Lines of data
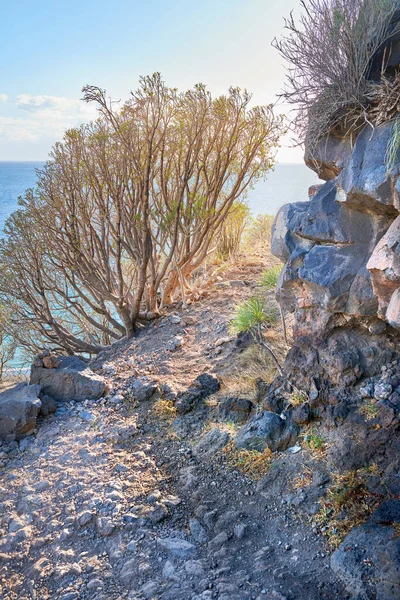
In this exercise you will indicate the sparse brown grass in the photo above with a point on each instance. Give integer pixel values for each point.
(369, 409)
(164, 409)
(348, 503)
(251, 463)
(298, 397)
(315, 443)
(303, 479)
(252, 364)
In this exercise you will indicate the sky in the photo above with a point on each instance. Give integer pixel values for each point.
(51, 48)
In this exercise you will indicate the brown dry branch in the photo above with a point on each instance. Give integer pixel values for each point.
(329, 52)
(127, 208)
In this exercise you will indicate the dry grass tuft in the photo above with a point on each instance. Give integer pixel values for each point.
(252, 364)
(347, 504)
(164, 409)
(315, 443)
(303, 480)
(369, 410)
(251, 463)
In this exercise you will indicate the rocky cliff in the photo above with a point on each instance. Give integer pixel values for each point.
(341, 251)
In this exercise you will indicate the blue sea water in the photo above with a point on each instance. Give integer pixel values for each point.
(15, 178)
(287, 183)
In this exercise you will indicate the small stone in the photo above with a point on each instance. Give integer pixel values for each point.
(121, 468)
(105, 526)
(51, 362)
(194, 568)
(218, 541)
(198, 532)
(84, 518)
(15, 525)
(95, 584)
(87, 416)
(240, 530)
(149, 590)
(168, 570)
(127, 572)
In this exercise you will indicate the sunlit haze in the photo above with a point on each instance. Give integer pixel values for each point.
(50, 52)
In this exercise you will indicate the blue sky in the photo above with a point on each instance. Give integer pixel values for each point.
(50, 49)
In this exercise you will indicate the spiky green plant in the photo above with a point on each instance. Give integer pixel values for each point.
(252, 313)
(254, 316)
(392, 153)
(269, 278)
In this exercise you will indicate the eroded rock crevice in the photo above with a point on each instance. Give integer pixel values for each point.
(341, 277)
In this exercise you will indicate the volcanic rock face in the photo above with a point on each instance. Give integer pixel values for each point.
(342, 265)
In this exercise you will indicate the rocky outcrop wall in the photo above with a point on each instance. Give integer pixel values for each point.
(341, 277)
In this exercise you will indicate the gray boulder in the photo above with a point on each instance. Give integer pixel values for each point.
(143, 389)
(267, 430)
(366, 183)
(329, 157)
(49, 405)
(71, 380)
(211, 443)
(19, 408)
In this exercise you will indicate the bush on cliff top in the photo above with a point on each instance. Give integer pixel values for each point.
(329, 53)
(127, 208)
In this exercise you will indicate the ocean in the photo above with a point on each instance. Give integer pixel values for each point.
(287, 183)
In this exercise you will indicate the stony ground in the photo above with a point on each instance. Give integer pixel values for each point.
(114, 499)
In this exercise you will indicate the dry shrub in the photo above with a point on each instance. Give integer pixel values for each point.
(330, 51)
(258, 233)
(164, 409)
(252, 364)
(230, 237)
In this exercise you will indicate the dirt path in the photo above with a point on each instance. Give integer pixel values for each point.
(112, 499)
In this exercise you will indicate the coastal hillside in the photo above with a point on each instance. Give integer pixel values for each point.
(212, 409)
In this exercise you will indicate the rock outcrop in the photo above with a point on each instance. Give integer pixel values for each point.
(19, 408)
(69, 379)
(341, 277)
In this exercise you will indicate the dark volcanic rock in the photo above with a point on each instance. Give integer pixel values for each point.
(19, 407)
(329, 157)
(267, 430)
(204, 385)
(368, 561)
(341, 277)
(235, 409)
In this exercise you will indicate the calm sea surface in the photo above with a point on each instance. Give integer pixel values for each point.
(288, 183)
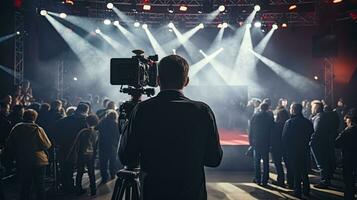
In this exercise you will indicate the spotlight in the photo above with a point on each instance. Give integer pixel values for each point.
(257, 8)
(183, 8)
(63, 15)
(43, 12)
(224, 25)
(136, 24)
(201, 26)
(146, 7)
(258, 24)
(171, 25)
(292, 7)
(107, 22)
(221, 8)
(116, 23)
(110, 5)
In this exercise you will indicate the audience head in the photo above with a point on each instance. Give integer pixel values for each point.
(264, 107)
(92, 120)
(82, 109)
(296, 109)
(316, 107)
(30, 115)
(173, 72)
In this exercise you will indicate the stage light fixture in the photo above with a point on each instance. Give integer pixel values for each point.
(183, 8)
(136, 24)
(257, 24)
(292, 7)
(43, 12)
(146, 7)
(116, 23)
(110, 5)
(224, 25)
(171, 25)
(201, 26)
(275, 26)
(63, 15)
(107, 22)
(221, 8)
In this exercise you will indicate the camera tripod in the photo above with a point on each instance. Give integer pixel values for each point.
(127, 185)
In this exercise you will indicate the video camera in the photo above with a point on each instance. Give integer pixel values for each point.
(136, 72)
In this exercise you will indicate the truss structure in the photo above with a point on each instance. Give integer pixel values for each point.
(19, 49)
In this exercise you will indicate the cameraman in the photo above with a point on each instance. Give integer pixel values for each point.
(172, 137)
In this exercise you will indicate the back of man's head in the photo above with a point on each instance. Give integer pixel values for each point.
(296, 109)
(173, 72)
(82, 108)
(264, 107)
(30, 115)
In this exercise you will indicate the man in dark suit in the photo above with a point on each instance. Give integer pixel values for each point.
(296, 136)
(259, 138)
(173, 137)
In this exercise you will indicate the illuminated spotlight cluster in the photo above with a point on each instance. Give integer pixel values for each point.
(257, 24)
(63, 15)
(275, 26)
(146, 7)
(257, 8)
(171, 25)
(183, 8)
(116, 23)
(201, 26)
(292, 7)
(43, 12)
(221, 8)
(110, 5)
(107, 22)
(136, 24)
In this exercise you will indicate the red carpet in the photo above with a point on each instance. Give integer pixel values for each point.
(233, 137)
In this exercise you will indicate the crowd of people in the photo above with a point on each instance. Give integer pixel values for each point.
(32, 133)
(299, 133)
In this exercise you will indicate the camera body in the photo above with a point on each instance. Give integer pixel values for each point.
(136, 72)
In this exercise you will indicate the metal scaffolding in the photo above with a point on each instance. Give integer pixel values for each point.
(19, 49)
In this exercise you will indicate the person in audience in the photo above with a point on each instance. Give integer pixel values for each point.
(277, 146)
(296, 136)
(28, 142)
(259, 138)
(86, 147)
(320, 144)
(347, 141)
(108, 145)
(67, 130)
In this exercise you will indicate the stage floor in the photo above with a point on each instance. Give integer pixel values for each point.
(233, 137)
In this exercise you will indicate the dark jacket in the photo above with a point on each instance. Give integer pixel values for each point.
(108, 135)
(261, 126)
(28, 143)
(174, 138)
(66, 133)
(347, 141)
(296, 136)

What is needed> Starting at the record that contains "In this exercise you will indicate the stage floor" and ending at the last record, rewrite those records in full, keeping each request as it stands, and rescale every point coordinate in the answers by a factor of 0.9, rounding each result to the nearest whole number with halves rounded up.

Exercise answer>
In this exercise you will indicate the stage floor in the photo above with a point on each instance. Give integer pixel values for each point.
(210, 123)
In this exercise you will indicate the dark jacket in the photo above with a point on each instance. Give integer pixel values for each point.
(97, 122)
(235, 113)
(25, 129)
(157, 124)
(59, 120)
(312, 127)
(266, 122)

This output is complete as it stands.